Paramount release of William LeBaron production. Stars Mae West. Features Victor McLaglen. Directed by Raoul Walsh. Screen play and dialog, Mae West; original play, Mae West, from a story suggested by Marion Morgan and George B. Dowell; additional material suggested by Frank M. Dazey; music and lyrics, Gene Austin and Jimmie Johnson; film editor, Stuart Heisler; camera, George Clemens. At Paramount, N.Y., week March 11, '36. Running time, 78 mins.
Newspaper attacks will probably pulmotor the chances of this one materially. As a picture it is again Mae West with the usual formula of wisecracks. That is no longer enough.
The basic idea of the story is absurd. Scene is the early '90's, the time of the Klondike rush. Miss West kills her Chinese paramour and flees to Alaska for safety. This projects her into the story as a prostie and a murderess. The situation is evidently contrived as a buildup for that in which the soiled dove feels the regenerative effects of a Salvation Army mission up north. This might possibly have had some dramatic effect except that Miss West plays it always in the same key, so the mission scenes are merely the peg for some canting hypocrisy and a farcical development that may give more offense to earnest church workers than anything since Chaplin's "The Pilgrim." It is in this, rather than the supposed indecency, that offense is apt to be found. And it is unnecessary.
# # # # #
▶ _WHAT YOU ARE ASKED TO DO_
From the film review above, extract the passage starting at "Paramount release of" and ending at "time, 78 mins.".
# # # # #
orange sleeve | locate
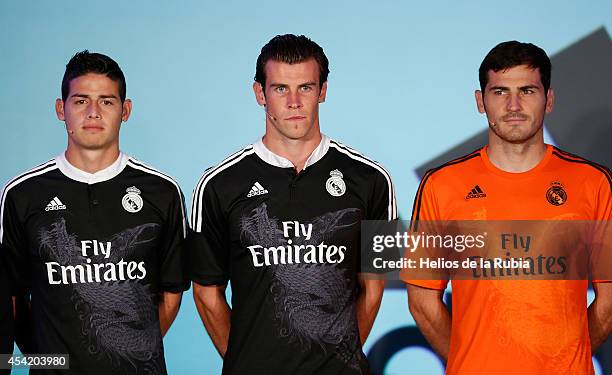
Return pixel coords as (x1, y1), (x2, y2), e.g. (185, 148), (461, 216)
(400, 170), (448, 290)
(592, 173), (612, 283)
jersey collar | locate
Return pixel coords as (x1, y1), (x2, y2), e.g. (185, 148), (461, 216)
(55, 152), (128, 185)
(253, 133), (329, 169)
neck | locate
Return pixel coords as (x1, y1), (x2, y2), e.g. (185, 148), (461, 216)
(262, 129), (322, 172)
(65, 145), (119, 173)
(487, 131), (546, 173)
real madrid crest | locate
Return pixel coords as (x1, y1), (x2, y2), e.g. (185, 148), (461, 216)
(325, 169), (346, 197)
(121, 186), (143, 213)
(546, 181), (567, 206)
# # # # #
▶ _ANSWER BOX_
Paramount release of William LeBaron production. Stars Mae West. Features Victor McLaglen. Directed by Raoul Walsh. Screen play and dialog, Mae West; original play, Mae West, from a story suggested by Marion Morgan and George B. Dowell; additional material suggested by Frank M. Dazey; music and lyrics, Gene Austin and Jimmie Johnson; film editor, Stuart Heisler; camera, George Clemens. At Paramount, N.Y., week March 11, '36. Running time, 78 mins.